- _Prompt_:
Add 113 to both the x and the y value of every answer point, and write out all the lines again with the requests included. Begin at the start of the records, stop after the line that has "(1300, 816)", and leave out the pictures.

- _Recorded data_:
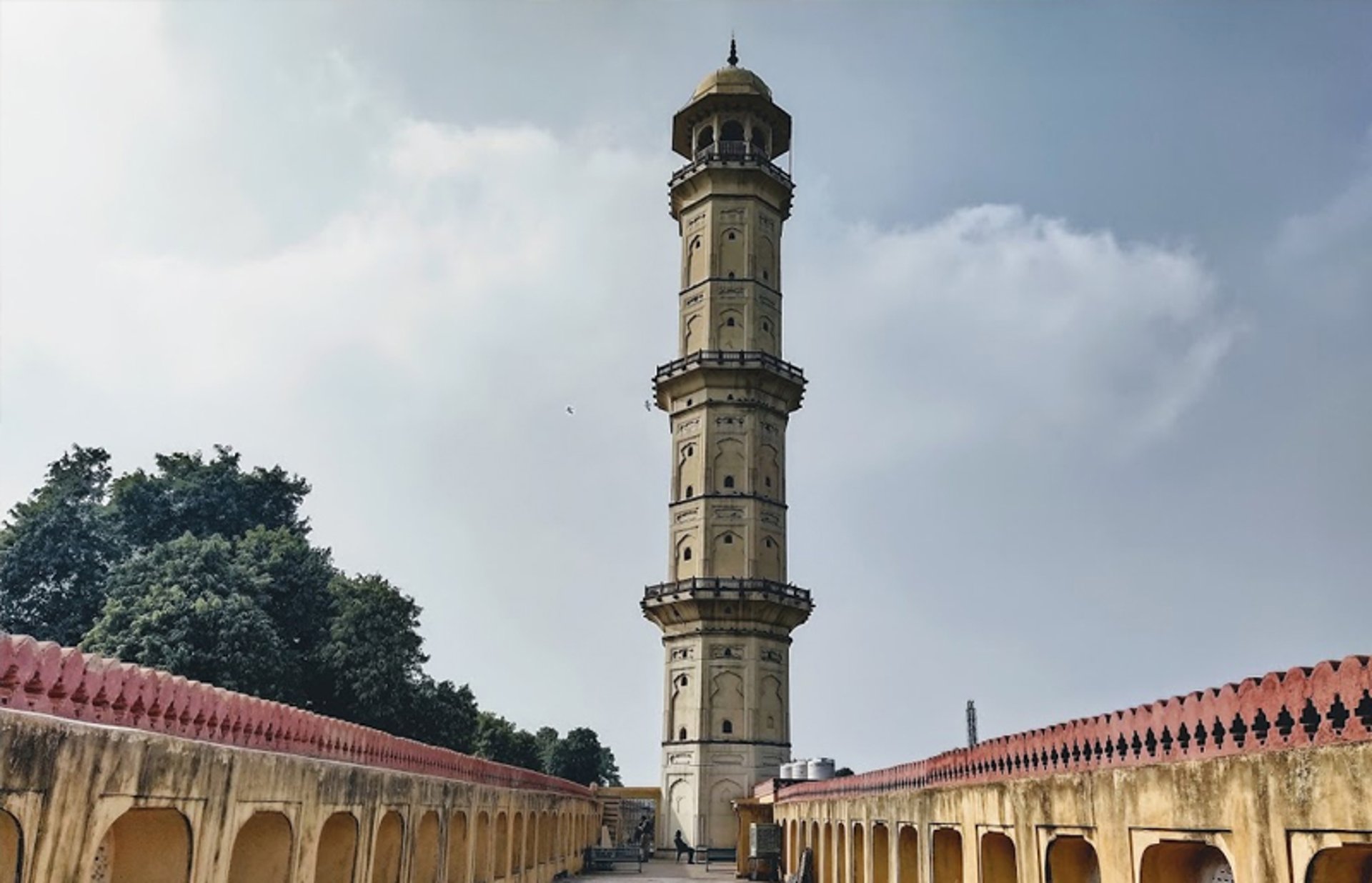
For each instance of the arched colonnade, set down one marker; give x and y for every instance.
(393, 845)
(895, 852)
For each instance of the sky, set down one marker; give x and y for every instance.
(1083, 292)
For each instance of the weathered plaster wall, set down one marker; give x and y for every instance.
(1263, 812)
(117, 774)
(1266, 781)
(256, 816)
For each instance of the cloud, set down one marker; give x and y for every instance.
(996, 325)
(412, 353)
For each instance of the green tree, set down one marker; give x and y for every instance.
(292, 586)
(56, 550)
(191, 494)
(372, 659)
(189, 607)
(444, 714)
(547, 739)
(499, 741)
(581, 757)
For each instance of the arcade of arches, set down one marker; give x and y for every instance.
(106, 805)
(1300, 816)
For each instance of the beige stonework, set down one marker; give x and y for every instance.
(726, 611)
(89, 804)
(1294, 816)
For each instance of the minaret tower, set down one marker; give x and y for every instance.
(726, 609)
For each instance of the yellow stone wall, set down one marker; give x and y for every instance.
(1266, 814)
(83, 802)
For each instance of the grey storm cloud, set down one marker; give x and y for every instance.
(1088, 343)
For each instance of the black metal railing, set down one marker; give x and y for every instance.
(730, 358)
(729, 584)
(732, 152)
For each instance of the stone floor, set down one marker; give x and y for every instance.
(666, 869)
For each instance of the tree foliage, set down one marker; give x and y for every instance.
(205, 569)
(189, 494)
(189, 607)
(56, 550)
(581, 757)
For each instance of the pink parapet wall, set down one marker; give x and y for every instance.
(1328, 704)
(43, 678)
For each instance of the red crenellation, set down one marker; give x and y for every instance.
(44, 678)
(1330, 704)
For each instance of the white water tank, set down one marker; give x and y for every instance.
(820, 768)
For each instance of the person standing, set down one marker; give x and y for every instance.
(682, 847)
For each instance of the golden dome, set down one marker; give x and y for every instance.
(732, 81)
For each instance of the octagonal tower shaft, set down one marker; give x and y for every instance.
(726, 609)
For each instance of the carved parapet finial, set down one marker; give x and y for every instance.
(62, 682)
(1327, 704)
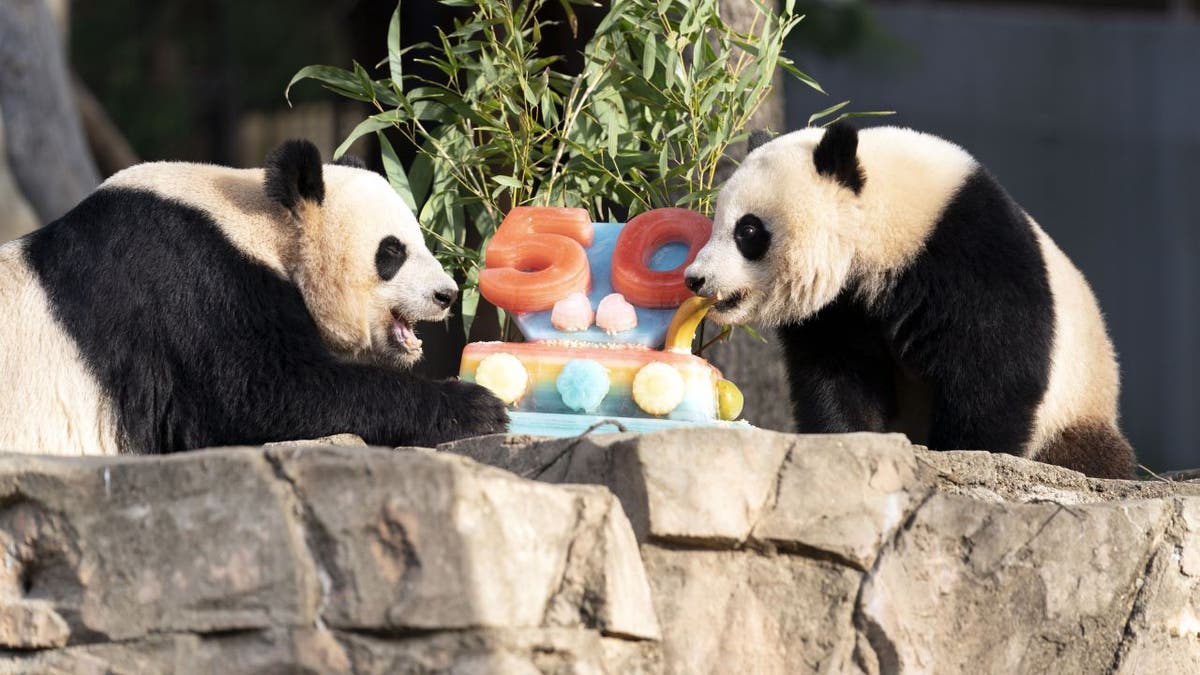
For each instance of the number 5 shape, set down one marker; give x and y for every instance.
(537, 258)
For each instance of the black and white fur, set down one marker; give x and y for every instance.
(912, 293)
(187, 305)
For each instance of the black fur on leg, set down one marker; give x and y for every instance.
(195, 345)
(294, 174)
(973, 316)
(1092, 448)
(839, 372)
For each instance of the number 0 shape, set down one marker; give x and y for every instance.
(648, 232)
(537, 258)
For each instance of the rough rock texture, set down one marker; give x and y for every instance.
(743, 551)
(312, 557)
(773, 553)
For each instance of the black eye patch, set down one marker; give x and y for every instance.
(751, 237)
(390, 257)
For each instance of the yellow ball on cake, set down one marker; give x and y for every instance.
(504, 375)
(658, 388)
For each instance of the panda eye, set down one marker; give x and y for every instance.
(390, 257)
(751, 237)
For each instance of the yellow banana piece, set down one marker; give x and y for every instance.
(684, 323)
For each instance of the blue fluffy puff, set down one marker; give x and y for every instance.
(582, 384)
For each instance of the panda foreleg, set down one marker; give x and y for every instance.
(382, 405)
(839, 372)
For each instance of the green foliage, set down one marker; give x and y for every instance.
(667, 85)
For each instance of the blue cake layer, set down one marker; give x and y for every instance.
(562, 424)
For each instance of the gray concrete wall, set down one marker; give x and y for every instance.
(1090, 120)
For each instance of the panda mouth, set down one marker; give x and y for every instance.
(726, 304)
(402, 334)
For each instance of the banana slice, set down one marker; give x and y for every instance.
(684, 323)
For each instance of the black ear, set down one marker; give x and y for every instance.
(349, 160)
(837, 156)
(293, 173)
(757, 138)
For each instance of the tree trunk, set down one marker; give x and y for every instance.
(755, 368)
(47, 150)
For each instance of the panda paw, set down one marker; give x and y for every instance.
(473, 411)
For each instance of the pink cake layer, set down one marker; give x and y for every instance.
(544, 362)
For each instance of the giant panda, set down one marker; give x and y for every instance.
(186, 305)
(910, 292)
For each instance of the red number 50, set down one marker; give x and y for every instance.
(537, 257)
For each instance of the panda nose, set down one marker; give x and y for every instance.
(445, 297)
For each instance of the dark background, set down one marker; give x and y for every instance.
(1084, 109)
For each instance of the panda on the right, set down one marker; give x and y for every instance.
(911, 293)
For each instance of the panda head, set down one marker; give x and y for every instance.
(358, 256)
(784, 228)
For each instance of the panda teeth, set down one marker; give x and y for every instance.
(405, 334)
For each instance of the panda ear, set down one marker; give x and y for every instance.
(294, 174)
(837, 156)
(352, 161)
(757, 138)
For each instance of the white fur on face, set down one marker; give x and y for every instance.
(811, 221)
(376, 316)
(329, 254)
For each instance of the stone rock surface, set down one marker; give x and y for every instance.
(773, 553)
(743, 551)
(312, 557)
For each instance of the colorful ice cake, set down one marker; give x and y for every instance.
(607, 320)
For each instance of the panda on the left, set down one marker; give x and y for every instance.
(186, 305)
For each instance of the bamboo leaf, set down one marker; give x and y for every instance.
(395, 172)
(827, 112)
(395, 66)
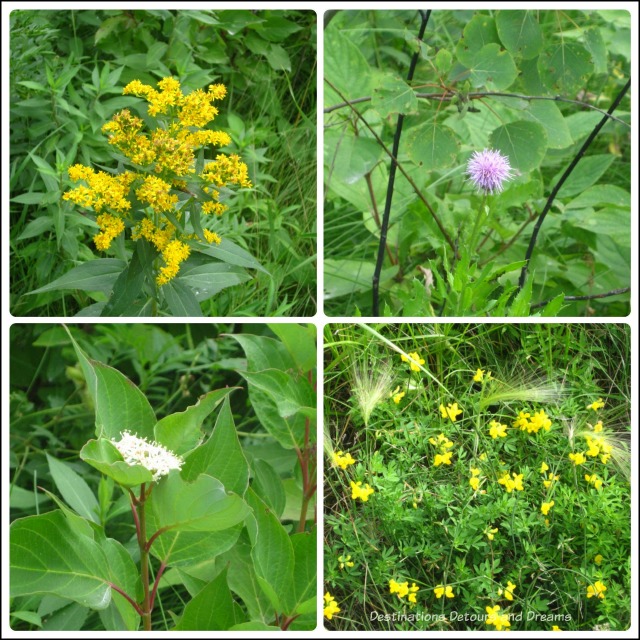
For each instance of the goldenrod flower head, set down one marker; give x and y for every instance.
(342, 460)
(597, 404)
(414, 361)
(358, 491)
(546, 507)
(441, 590)
(596, 589)
(330, 606)
(451, 411)
(497, 430)
(151, 455)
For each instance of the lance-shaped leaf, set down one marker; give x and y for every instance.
(221, 455)
(180, 432)
(103, 455)
(202, 505)
(49, 556)
(272, 552)
(119, 404)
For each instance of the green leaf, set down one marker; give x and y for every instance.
(478, 32)
(180, 432)
(432, 146)
(272, 552)
(525, 143)
(221, 456)
(103, 456)
(349, 158)
(565, 67)
(119, 404)
(493, 68)
(74, 490)
(391, 94)
(520, 33)
(588, 171)
(211, 610)
(202, 505)
(47, 556)
(550, 117)
(231, 253)
(208, 279)
(181, 299)
(95, 275)
(300, 342)
(345, 67)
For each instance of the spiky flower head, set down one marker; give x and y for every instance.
(151, 455)
(488, 169)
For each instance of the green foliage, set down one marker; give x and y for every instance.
(67, 73)
(531, 84)
(431, 522)
(234, 526)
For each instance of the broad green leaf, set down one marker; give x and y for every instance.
(268, 486)
(272, 552)
(525, 143)
(391, 94)
(550, 117)
(564, 67)
(96, 275)
(103, 455)
(493, 67)
(119, 404)
(304, 571)
(181, 432)
(290, 394)
(181, 299)
(74, 490)
(343, 277)
(478, 32)
(208, 279)
(587, 172)
(231, 253)
(520, 33)
(47, 556)
(202, 505)
(264, 352)
(345, 67)
(349, 158)
(211, 610)
(432, 146)
(299, 341)
(221, 456)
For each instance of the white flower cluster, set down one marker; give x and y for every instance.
(151, 455)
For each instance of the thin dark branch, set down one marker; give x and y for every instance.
(375, 303)
(448, 95)
(565, 175)
(608, 294)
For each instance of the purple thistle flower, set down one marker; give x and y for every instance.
(488, 169)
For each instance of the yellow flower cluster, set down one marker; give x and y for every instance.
(358, 491)
(162, 157)
(532, 424)
(402, 590)
(330, 606)
(512, 483)
(451, 411)
(499, 621)
(414, 356)
(342, 460)
(443, 443)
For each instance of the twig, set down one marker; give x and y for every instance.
(375, 303)
(613, 292)
(565, 175)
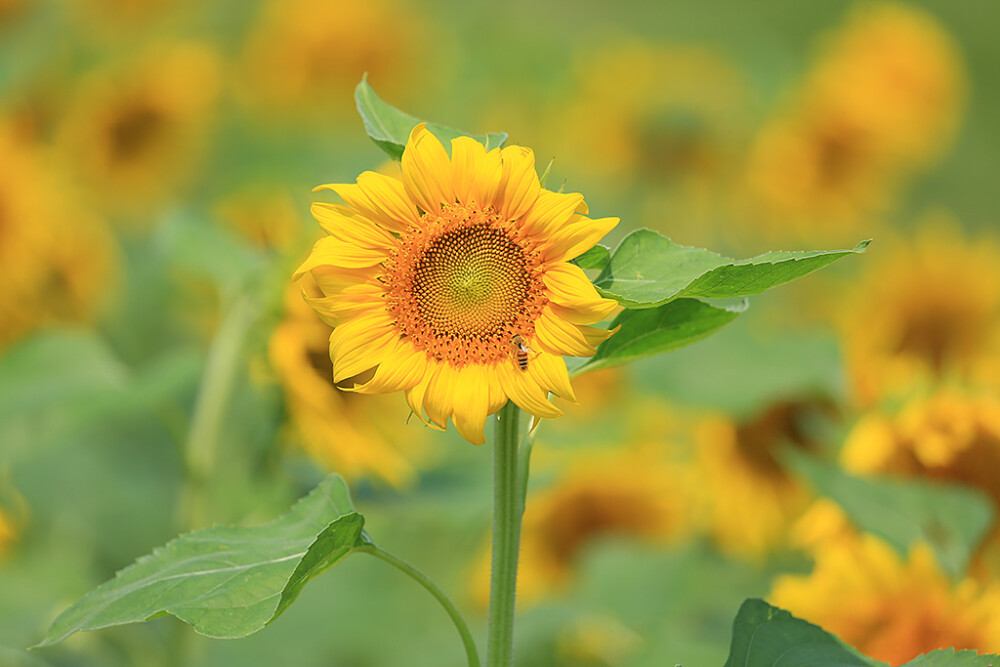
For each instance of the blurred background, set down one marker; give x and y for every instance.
(158, 373)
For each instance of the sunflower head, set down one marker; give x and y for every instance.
(453, 283)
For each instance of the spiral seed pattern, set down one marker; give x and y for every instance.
(463, 284)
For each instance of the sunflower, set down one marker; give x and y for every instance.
(454, 283)
(597, 495)
(749, 500)
(335, 429)
(56, 256)
(950, 435)
(927, 311)
(882, 101)
(890, 609)
(136, 132)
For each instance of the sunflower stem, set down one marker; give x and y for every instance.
(507, 511)
(471, 652)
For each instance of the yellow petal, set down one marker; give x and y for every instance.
(551, 211)
(550, 372)
(525, 392)
(347, 304)
(427, 171)
(520, 182)
(440, 398)
(415, 399)
(361, 344)
(401, 369)
(576, 237)
(557, 336)
(380, 198)
(328, 251)
(570, 288)
(344, 224)
(472, 395)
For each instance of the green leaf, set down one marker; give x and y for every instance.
(390, 128)
(951, 519)
(595, 258)
(226, 581)
(647, 270)
(652, 331)
(765, 636)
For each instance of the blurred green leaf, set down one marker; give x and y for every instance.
(390, 128)
(595, 258)
(54, 367)
(226, 581)
(647, 270)
(951, 519)
(765, 636)
(652, 331)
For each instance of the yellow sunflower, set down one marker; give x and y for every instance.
(335, 429)
(927, 311)
(597, 495)
(749, 500)
(136, 132)
(8, 533)
(890, 609)
(454, 283)
(883, 100)
(56, 257)
(949, 435)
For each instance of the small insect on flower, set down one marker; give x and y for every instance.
(521, 351)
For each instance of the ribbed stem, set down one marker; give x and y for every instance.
(449, 607)
(506, 537)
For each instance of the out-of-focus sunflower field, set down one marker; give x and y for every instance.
(835, 450)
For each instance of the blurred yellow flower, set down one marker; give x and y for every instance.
(671, 118)
(926, 310)
(950, 435)
(306, 56)
(56, 257)
(748, 500)
(596, 495)
(136, 131)
(884, 99)
(346, 434)
(890, 609)
(8, 533)
(454, 284)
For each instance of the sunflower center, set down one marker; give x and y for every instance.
(463, 284)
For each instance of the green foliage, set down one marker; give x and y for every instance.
(652, 331)
(765, 636)
(596, 258)
(951, 519)
(390, 128)
(226, 581)
(648, 270)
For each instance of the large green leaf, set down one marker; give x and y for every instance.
(647, 270)
(951, 519)
(765, 636)
(390, 128)
(226, 581)
(653, 331)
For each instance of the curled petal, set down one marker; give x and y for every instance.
(427, 171)
(520, 182)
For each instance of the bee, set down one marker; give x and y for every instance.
(521, 351)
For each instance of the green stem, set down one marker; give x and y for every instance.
(217, 382)
(507, 512)
(449, 607)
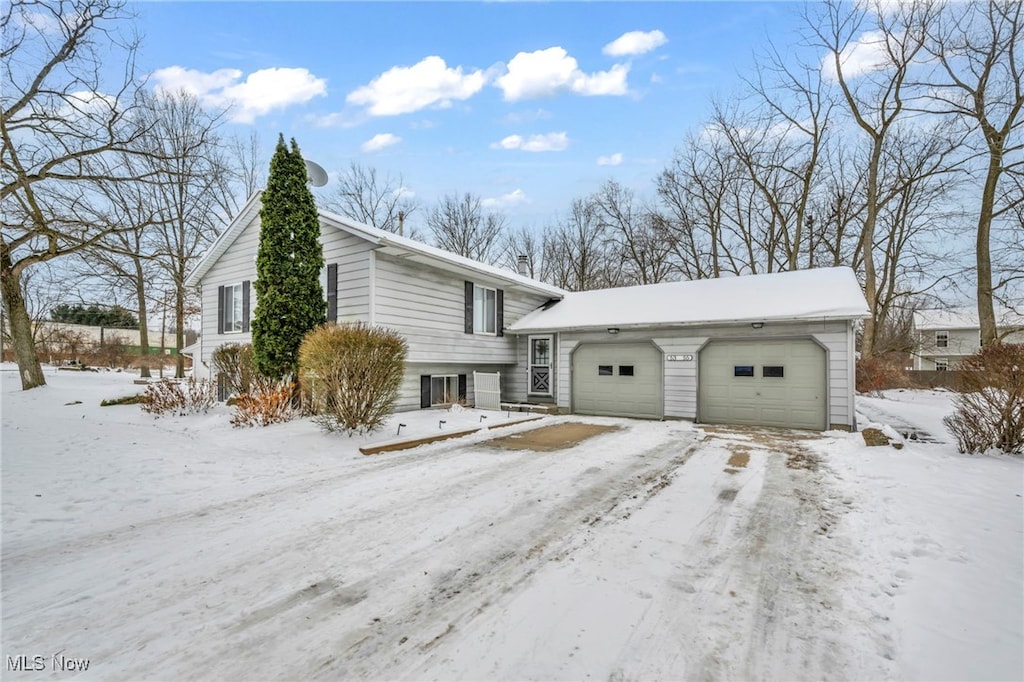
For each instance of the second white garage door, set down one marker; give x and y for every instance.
(617, 380)
(769, 383)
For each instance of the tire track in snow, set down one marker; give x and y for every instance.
(243, 599)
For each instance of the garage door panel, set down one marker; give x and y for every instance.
(632, 389)
(796, 398)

- _Exercise output_:
For each instance of the arched colonnade, set down one marker; give x and y for every instance.
(506, 958)
(1008, 965)
For each instance of the sky, set down one marker; give x and y for every instance.
(1196, 405)
For each instance of the weathered plaster wall, set down one marker; give x and y for every instance.
(1376, 925)
(230, 887)
(1379, 894)
(369, 929)
For each instance of the cloud, set down one marker; give x and y for every instance.
(1109, 438)
(525, 466)
For each instance of the green tree, set down one marker; give x and y for every instance.
(405, 699)
(169, 663)
(304, 607)
(485, 772)
(302, 720)
(557, 827)
(660, 852)
(612, 854)
(694, 870)
For each instance of the arcade of arches, set down one marker; give x and y for every instance.
(219, 918)
(1413, 929)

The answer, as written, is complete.